What is being asked
Duplicate the text about Facebook's Forum app word for word, in its entirety.

Page text
┌──

Users sign in with their existing Facebook account, at which point their groups, profile and activity carry over. Posts can be made under a nickname, in the same way they can in the main Facebook app, although group administrators can still see real identities.

Anything posted on Forum shows up in the corresponding group on Facebook, and vice versa, so the product is less a separate network than a separate front door into the one Meta already has.

The feed is the differentiator. Where Facebook’s main timeline mixes friends, Pages, algorithmic suggestions and ads, Forum’s surfaces only conversations from groups a user is in, with prompts to discover others. Two AI features sit on top.

The first, “Ask,” lets users put a question to the app and receive an answer compiled from discussions across groups, sparing them the chore of searching one at a time.

The second is an admin assistant designed to help moderators run groups and handle moderation. Both are pitched as time-savers rather than as the product’s defining feature.

└──

[Records from a collection]
┌──

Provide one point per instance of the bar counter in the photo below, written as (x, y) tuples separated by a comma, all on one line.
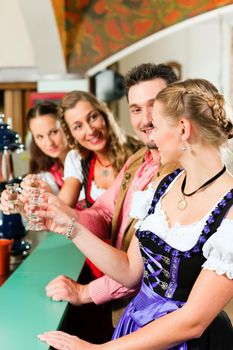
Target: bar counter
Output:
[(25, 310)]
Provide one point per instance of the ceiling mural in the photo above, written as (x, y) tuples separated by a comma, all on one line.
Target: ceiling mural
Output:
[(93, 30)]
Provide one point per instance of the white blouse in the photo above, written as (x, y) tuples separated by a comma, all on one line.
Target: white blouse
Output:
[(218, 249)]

└──
┌──

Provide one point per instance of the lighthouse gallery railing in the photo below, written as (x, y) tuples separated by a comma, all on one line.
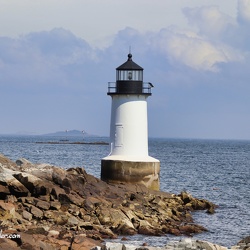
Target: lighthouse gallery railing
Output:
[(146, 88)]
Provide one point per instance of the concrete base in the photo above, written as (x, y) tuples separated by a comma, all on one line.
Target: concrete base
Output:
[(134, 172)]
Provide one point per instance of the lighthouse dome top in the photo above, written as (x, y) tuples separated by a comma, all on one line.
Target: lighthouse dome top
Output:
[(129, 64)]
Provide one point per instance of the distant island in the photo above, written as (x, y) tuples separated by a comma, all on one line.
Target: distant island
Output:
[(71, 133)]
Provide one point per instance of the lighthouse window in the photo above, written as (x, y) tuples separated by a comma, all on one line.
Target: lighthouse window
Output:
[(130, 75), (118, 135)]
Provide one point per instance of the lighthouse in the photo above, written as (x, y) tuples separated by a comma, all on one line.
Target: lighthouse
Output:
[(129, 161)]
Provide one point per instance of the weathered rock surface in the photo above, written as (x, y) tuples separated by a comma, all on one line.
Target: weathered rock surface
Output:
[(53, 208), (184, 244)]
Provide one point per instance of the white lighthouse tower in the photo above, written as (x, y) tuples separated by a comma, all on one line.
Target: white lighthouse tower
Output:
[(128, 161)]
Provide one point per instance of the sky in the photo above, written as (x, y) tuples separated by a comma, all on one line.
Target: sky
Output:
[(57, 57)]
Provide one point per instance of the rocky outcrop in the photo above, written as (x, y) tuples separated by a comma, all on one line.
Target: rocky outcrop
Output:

└──

Correct output
Users sign in with their existing Facebook account, at which point their groups, profile and activity carry over. Posts can be made under a nickname, in the same way they can in the main Facebook app, although group administrators can still see real identities.

Anything posted on Forum shows up in the corresponding group on Facebook, and vice versa, so the product is less a separate network than a separate front door into the one Meta already has.

The feed is the differentiator. Where Facebook’s main timeline mixes friends, Pages, algorithmic suggestions and ads, Forum’s surfaces only conversations from groups a user is in, with prompts to discover others. Two AI features sit on top.

The first, “Ask,” lets users put a question to the app and receive an answer compiled from discussions across groups, sparing them the chore of searching one at a time.

The second is an admin assistant designed to help moderators run groups and handle moderation. Both are pitched as time-savers rather than as the product’s defining feature.